--- BEGIN Data extract ---
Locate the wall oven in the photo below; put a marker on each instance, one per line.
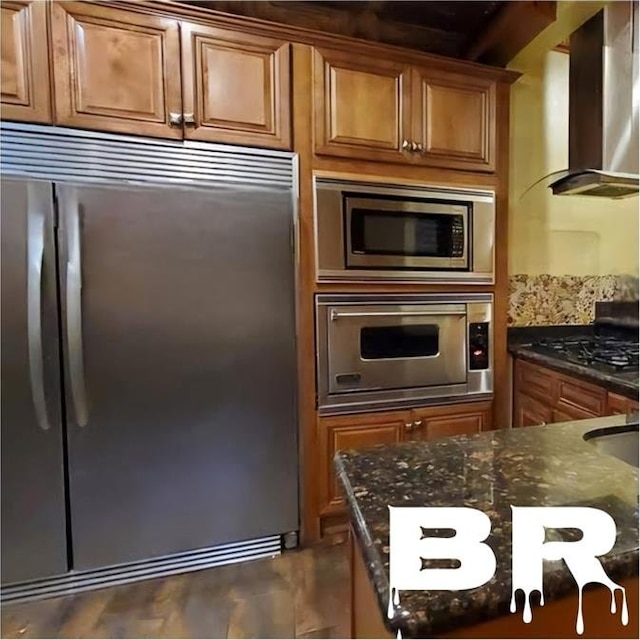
(386, 351)
(374, 232)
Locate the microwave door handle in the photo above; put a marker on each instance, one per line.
(336, 315)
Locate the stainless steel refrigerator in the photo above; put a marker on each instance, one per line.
(148, 351)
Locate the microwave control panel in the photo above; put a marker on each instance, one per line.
(478, 346)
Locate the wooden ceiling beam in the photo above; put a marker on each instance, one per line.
(365, 23)
(513, 28)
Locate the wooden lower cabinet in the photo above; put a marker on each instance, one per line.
(542, 396)
(530, 412)
(620, 404)
(359, 431)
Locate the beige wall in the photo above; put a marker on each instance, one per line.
(554, 234)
--- END Data extract ---
Aim of the task:
Restate the data above exactly, stripping out each image.

Result of the exercise:
Locate the wall oven in the photo below; put a marker on each instance, one per line.
(386, 351)
(374, 232)
Locate the microwave door handle in the photo above; put a marker on each instance, one per line.
(336, 315)
Locate the stainless steel refrigerator in the photo above; put a marker on each instance, one per line.
(148, 351)
Locate the microwave control panel in the photo above; put a marker on each instance, one per line.
(478, 346)
Locate the wooden ceiling beam in the photo above; put a marker on each instance, one per line.
(365, 23)
(513, 28)
Locate the wooden lower cabinet in the photo above; put a marker on each instance, one per line.
(542, 396)
(530, 412)
(620, 404)
(359, 431)
Locate the beige wall in the photo above; put a marker on each instance, one per line.
(554, 234)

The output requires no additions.